Exercício breve a:
Devolva, sem nenhuma alteração, o trecho da listagem que começa na linha que contém "Where can the pink test" e segue até o fim da listagem, com as duas extremidades incluídas.

Quando é gelada a fronte sonhadora,
Por que há de o vivo que despreza rimas
Cansar os braços arrastando um morto,
Ou pagar os salários do coveiro?
A bolsa esvaziar por um misérrimo,
Quando a emprega melhor em lodo e vício?
AZEVEDO, Álvares de. Um cadáver de poeta. Lira dos vinte anos. São Paulo: FTD, 1994. p. 126-127. (Coleção Grandes Leituras).
Que é o poeta?
um homem
que trabalha o poema
com o suor do seu rosto.
um homem
que tem fome
como qualquer outro
homem.
RICARDO, Cassiano. Poética 2. Seleta em prosa e verso. Rio de Janeiro: José Olympio, 1972. p. 84. (Coleção Brasil Moço, 3).
Comparando-se os versos de Cassiano Ricardo, poeta modernista, com os do texto anterior, de Álvares de Azevedo, é correto afirmar:
Tanto o texto anterior quanto esse enfocam a poesia como fruto da inspiração momentânea.

Listagem fornecida:
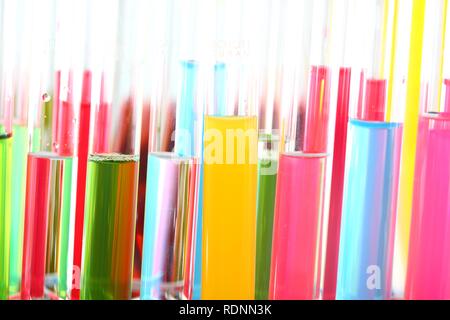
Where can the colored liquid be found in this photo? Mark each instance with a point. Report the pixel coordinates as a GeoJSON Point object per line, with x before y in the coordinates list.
{"type": "Point", "coordinates": [337, 185]}
{"type": "Point", "coordinates": [83, 145]}
{"type": "Point", "coordinates": [368, 216]}
{"type": "Point", "coordinates": [5, 213]}
{"type": "Point", "coordinates": [166, 231]}
{"type": "Point", "coordinates": [267, 181]}
{"type": "Point", "coordinates": [428, 275]}
{"type": "Point", "coordinates": [187, 141]}
{"type": "Point", "coordinates": [109, 230]}
{"type": "Point", "coordinates": [229, 208]}
{"type": "Point", "coordinates": [295, 267]}
{"type": "Point", "coordinates": [317, 115]}
{"type": "Point", "coordinates": [19, 171]}
{"type": "Point", "coordinates": [48, 213]}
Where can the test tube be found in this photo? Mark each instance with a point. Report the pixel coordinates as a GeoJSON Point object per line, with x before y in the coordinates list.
{"type": "Point", "coordinates": [271, 65]}
{"type": "Point", "coordinates": [177, 175]}
{"type": "Point", "coordinates": [373, 153]}
{"type": "Point", "coordinates": [85, 84]}
{"type": "Point", "coordinates": [299, 204]}
{"type": "Point", "coordinates": [339, 154]}
{"type": "Point", "coordinates": [230, 161]}
{"type": "Point", "coordinates": [190, 108]}
{"type": "Point", "coordinates": [55, 92]}
{"type": "Point", "coordinates": [7, 37]}
{"type": "Point", "coordinates": [113, 160]}
{"type": "Point", "coordinates": [427, 276]}
{"type": "Point", "coordinates": [168, 227]}
{"type": "Point", "coordinates": [20, 142]}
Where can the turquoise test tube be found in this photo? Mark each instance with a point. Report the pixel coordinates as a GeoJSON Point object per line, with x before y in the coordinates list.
{"type": "Point", "coordinates": [368, 217]}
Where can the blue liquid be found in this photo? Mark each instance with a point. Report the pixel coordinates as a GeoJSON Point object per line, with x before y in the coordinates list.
{"type": "Point", "coordinates": [368, 214]}
{"type": "Point", "coordinates": [188, 116]}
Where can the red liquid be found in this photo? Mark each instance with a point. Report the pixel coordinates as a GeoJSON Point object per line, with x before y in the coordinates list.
{"type": "Point", "coordinates": [192, 221]}
{"type": "Point", "coordinates": [317, 112]}
{"type": "Point", "coordinates": [373, 107]}
{"type": "Point", "coordinates": [337, 184]}
{"type": "Point", "coordinates": [83, 146]}
{"type": "Point", "coordinates": [35, 233]}
{"type": "Point", "coordinates": [64, 124]}
{"type": "Point", "coordinates": [145, 133]}
{"type": "Point", "coordinates": [295, 267]}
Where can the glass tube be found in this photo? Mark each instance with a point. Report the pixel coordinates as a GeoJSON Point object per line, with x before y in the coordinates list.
{"type": "Point", "coordinates": [230, 161]}
{"type": "Point", "coordinates": [86, 83]}
{"type": "Point", "coordinates": [168, 241]}
{"type": "Point", "coordinates": [190, 105]}
{"type": "Point", "coordinates": [20, 142]}
{"type": "Point", "coordinates": [7, 37]}
{"type": "Point", "coordinates": [270, 68]}
{"type": "Point", "coordinates": [373, 155]}
{"type": "Point", "coordinates": [428, 260]}
{"type": "Point", "coordinates": [300, 195]}
{"type": "Point", "coordinates": [52, 157]}
{"type": "Point", "coordinates": [113, 160]}
{"type": "Point", "coordinates": [339, 156]}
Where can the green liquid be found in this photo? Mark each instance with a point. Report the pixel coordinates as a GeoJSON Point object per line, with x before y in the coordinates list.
{"type": "Point", "coordinates": [5, 213]}
{"type": "Point", "coordinates": [19, 171]}
{"type": "Point", "coordinates": [264, 226]}
{"type": "Point", "coordinates": [109, 228]}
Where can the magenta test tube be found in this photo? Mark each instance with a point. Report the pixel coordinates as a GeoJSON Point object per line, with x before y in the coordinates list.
{"type": "Point", "coordinates": [300, 194]}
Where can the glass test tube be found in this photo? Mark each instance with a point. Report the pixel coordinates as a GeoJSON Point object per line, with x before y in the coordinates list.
{"type": "Point", "coordinates": [85, 85]}
{"type": "Point", "coordinates": [427, 276]}
{"type": "Point", "coordinates": [230, 162]}
{"type": "Point", "coordinates": [270, 68]}
{"type": "Point", "coordinates": [299, 204]}
{"type": "Point", "coordinates": [7, 54]}
{"type": "Point", "coordinates": [154, 54]}
{"type": "Point", "coordinates": [113, 160]}
{"type": "Point", "coordinates": [339, 156]}
{"type": "Point", "coordinates": [159, 280]}
{"type": "Point", "coordinates": [52, 158]}
{"type": "Point", "coordinates": [373, 155]}
{"type": "Point", "coordinates": [190, 109]}
{"type": "Point", "coordinates": [168, 227]}
{"type": "Point", "coordinates": [20, 142]}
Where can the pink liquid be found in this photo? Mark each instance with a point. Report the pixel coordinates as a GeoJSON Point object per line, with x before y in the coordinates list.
{"type": "Point", "coordinates": [337, 184]}
{"type": "Point", "coordinates": [102, 123]}
{"type": "Point", "coordinates": [295, 267]}
{"type": "Point", "coordinates": [83, 146]}
{"type": "Point", "coordinates": [317, 112]}
{"type": "Point", "coordinates": [63, 143]}
{"type": "Point", "coordinates": [447, 95]}
{"type": "Point", "coordinates": [373, 107]}
{"type": "Point", "coordinates": [35, 233]}
{"type": "Point", "coordinates": [428, 275]}
{"type": "Point", "coordinates": [192, 222]}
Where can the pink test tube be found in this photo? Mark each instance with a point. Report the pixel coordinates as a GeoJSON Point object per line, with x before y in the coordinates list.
{"type": "Point", "coordinates": [428, 275]}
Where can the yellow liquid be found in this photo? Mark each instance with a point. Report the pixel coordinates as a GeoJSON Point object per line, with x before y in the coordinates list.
{"type": "Point", "coordinates": [229, 208]}
{"type": "Point", "coordinates": [407, 164]}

Exercício breve b:
No texto selecionado, segundo os versos de Álvares de Azevedo, por que o vivo não esvaziaria a bolsa por um misérrimo?

Resultado do exercício a:
Where can the pink test tube be found in this photo? Mark each instance with a point. Report the pixel coordinates as a GeoJSON Point object per line, with x before y in the coordinates list.
{"type": "Point", "coordinates": [428, 275]}
Where can the yellow liquid be found in this photo? Mark each instance with a point. Report the pixel coordinates as a GeoJSON Point object per line, with x before y in the coordinates list.
{"type": "Point", "coordinates": [229, 208]}
{"type": "Point", "coordinates": [407, 164]}

Resultado do exercício b:
Porque, conforme os versos, ele emprega melhor o dinheiro "em lodo e vício".